=== Problem details ===
Retype the records from the line containing "For every instance of the mooring" to the line containing "pixel 619 325", keeping every character the same.

>> start Information given

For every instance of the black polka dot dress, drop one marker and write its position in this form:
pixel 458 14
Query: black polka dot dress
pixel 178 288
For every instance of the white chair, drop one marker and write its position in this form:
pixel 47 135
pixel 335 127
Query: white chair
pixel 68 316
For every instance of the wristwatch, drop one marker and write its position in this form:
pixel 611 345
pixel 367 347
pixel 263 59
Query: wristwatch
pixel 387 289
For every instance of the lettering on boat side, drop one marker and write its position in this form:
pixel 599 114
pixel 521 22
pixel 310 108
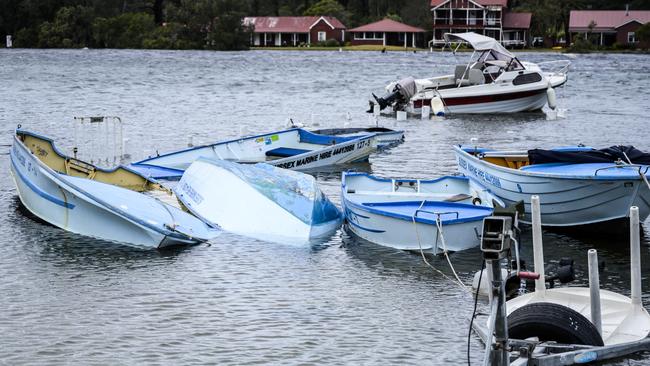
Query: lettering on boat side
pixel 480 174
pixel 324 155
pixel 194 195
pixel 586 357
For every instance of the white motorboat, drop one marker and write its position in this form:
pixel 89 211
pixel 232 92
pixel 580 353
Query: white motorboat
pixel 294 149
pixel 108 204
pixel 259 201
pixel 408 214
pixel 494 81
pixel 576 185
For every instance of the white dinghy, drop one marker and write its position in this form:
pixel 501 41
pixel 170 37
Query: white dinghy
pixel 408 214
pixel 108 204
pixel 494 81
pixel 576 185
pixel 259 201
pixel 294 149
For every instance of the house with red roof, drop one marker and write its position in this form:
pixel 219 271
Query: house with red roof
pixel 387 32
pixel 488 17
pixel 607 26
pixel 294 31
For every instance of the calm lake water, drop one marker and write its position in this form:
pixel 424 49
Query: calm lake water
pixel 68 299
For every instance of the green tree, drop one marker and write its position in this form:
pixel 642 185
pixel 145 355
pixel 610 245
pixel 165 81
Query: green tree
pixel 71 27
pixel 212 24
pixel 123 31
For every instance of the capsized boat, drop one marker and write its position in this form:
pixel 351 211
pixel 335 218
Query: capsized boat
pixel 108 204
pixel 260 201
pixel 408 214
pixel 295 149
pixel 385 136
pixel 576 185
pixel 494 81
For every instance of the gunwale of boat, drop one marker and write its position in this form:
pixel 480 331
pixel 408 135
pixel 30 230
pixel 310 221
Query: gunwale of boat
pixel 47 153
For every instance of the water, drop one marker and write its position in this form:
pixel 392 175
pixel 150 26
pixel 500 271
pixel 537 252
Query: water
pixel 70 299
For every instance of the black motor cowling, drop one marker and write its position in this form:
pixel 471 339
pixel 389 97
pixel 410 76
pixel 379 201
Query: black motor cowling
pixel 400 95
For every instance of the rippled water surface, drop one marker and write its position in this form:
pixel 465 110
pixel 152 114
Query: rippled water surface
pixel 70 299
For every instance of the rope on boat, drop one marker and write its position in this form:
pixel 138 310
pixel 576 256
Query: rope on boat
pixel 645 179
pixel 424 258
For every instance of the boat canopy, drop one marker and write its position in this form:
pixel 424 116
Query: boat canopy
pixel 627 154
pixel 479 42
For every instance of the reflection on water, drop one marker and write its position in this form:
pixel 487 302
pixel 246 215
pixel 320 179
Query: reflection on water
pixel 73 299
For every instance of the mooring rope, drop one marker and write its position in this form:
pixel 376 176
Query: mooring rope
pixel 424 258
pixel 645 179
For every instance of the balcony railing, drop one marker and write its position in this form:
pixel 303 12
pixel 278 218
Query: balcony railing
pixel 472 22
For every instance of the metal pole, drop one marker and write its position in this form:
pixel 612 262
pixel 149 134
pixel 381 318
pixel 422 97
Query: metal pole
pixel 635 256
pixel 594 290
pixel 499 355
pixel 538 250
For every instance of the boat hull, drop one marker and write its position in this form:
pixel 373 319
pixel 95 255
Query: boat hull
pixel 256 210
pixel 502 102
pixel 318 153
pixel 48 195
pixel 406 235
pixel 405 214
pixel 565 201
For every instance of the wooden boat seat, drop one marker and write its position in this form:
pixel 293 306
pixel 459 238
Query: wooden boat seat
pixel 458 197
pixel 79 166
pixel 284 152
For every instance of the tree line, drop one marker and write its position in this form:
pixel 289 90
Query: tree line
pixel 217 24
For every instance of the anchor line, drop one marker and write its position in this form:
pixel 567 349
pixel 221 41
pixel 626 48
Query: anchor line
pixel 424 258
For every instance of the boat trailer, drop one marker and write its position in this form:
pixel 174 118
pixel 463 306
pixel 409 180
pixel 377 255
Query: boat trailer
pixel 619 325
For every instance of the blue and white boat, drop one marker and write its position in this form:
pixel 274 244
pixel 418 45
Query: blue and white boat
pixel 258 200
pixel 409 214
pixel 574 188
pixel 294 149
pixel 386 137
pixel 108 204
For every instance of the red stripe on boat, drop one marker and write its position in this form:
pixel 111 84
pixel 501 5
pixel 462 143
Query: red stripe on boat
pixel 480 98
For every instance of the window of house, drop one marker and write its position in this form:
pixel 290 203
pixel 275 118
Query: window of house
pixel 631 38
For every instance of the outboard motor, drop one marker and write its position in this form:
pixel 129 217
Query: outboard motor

>> end Information given
>> start Information given

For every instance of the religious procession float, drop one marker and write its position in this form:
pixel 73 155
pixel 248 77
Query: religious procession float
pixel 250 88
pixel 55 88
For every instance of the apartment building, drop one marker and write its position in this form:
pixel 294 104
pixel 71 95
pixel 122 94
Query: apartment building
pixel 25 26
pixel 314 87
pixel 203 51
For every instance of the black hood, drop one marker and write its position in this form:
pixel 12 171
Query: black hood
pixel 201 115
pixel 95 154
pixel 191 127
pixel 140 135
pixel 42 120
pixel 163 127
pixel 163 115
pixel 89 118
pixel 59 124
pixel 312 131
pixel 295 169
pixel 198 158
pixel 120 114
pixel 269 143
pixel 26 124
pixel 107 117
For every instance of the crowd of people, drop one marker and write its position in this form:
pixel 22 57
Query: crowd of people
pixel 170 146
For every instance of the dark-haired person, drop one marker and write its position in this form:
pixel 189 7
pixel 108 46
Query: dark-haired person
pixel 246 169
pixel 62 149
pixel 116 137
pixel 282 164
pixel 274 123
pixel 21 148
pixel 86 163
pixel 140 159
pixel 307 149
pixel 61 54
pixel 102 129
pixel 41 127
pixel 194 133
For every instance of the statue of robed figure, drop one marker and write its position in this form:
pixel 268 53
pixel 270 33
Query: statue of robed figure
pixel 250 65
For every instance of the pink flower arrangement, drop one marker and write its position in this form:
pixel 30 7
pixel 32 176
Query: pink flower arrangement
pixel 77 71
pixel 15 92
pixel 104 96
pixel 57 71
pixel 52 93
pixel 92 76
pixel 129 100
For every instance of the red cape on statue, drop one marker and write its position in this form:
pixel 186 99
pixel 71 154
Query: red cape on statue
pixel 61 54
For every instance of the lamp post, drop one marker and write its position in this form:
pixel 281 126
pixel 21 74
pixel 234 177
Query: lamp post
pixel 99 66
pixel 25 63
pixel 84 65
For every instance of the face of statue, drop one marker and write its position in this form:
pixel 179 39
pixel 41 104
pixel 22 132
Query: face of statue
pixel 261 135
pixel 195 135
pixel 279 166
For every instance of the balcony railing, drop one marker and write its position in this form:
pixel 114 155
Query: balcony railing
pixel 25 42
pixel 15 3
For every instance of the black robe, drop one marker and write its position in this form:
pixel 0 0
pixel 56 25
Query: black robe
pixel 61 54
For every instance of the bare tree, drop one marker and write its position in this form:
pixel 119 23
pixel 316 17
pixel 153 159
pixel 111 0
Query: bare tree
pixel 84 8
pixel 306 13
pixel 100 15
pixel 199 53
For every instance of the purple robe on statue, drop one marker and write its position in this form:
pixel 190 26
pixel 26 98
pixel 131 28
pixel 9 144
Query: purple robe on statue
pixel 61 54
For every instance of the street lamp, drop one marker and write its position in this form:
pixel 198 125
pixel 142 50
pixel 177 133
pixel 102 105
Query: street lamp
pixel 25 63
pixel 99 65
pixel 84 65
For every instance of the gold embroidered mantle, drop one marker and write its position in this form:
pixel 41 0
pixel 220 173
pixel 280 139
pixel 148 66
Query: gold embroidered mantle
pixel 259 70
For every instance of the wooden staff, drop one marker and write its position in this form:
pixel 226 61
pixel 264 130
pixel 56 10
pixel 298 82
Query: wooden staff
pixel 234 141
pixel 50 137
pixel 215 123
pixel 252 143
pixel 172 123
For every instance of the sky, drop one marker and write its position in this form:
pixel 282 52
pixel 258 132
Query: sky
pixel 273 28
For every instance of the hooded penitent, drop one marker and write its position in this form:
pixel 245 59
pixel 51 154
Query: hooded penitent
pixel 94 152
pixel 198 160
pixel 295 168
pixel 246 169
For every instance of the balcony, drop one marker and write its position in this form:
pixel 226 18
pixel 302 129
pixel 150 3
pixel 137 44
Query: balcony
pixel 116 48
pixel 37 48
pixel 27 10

>> end Information given
>> start Information given

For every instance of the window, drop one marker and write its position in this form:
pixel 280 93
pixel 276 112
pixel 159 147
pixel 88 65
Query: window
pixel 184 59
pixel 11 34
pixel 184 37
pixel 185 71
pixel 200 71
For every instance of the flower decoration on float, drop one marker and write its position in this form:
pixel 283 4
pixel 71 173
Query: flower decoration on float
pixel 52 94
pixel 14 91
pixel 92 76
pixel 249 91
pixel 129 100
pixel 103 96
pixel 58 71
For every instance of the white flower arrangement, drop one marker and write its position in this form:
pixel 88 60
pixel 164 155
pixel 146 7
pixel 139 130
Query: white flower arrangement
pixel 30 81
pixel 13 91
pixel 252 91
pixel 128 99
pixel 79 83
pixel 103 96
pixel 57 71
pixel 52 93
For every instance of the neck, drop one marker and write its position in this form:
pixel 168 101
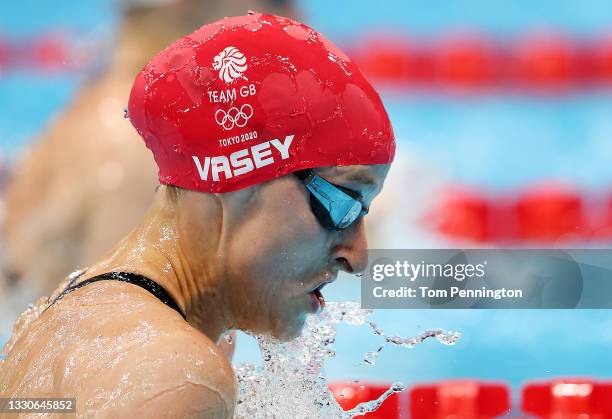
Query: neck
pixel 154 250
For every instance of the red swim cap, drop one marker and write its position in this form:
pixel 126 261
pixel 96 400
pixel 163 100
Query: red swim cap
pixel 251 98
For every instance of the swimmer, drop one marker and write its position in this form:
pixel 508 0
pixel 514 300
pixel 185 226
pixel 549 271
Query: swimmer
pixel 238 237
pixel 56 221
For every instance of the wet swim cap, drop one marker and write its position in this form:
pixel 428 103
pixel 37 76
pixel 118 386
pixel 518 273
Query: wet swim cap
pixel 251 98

>> end Information given

=== Worked answer ===
For every instance of the mooring rope, drop one marker and write its position in this form:
pixel 376 176
Query: mooring rope
pixel 424 258
pixel 645 179
For every instance of the balcony railing, drop one marker and write its position in this form:
pixel 303 12
pixel 278 218
Query: balcony railing
pixel 472 22
For every instance of the metal pole, drop one marker and write its position in this form:
pixel 612 262
pixel 149 134
pixel 381 318
pixel 422 97
Query: metal pole
pixel 635 256
pixel 594 290
pixel 499 355
pixel 538 250
For every instance of the boat hull, drop one marker and write its position in this form:
pixel 373 319
pixel 95 255
Query: boat hull
pixel 256 210
pixel 502 102
pixel 318 153
pixel 48 195
pixel 406 235
pixel 405 214
pixel 565 201
For every instance of the wooden boat seat, drop one marker and write its position in this form:
pixel 293 306
pixel 459 238
Query: wooden boat seat
pixel 458 197
pixel 79 166
pixel 284 152
For every instance of the tree line, drop one marker and write its position in this form:
pixel 289 90
Query: tree line
pixel 217 24
For every instance of the anchor line, drop one marker and write its position in this form:
pixel 567 349
pixel 221 41
pixel 626 48
Query: anchor line
pixel 424 258
For every instance of the boat trailer, drop one marker and write its position in this form:
pixel 174 118
pixel 463 306
pixel 409 180
pixel 377 255
Query: boat trailer
pixel 619 325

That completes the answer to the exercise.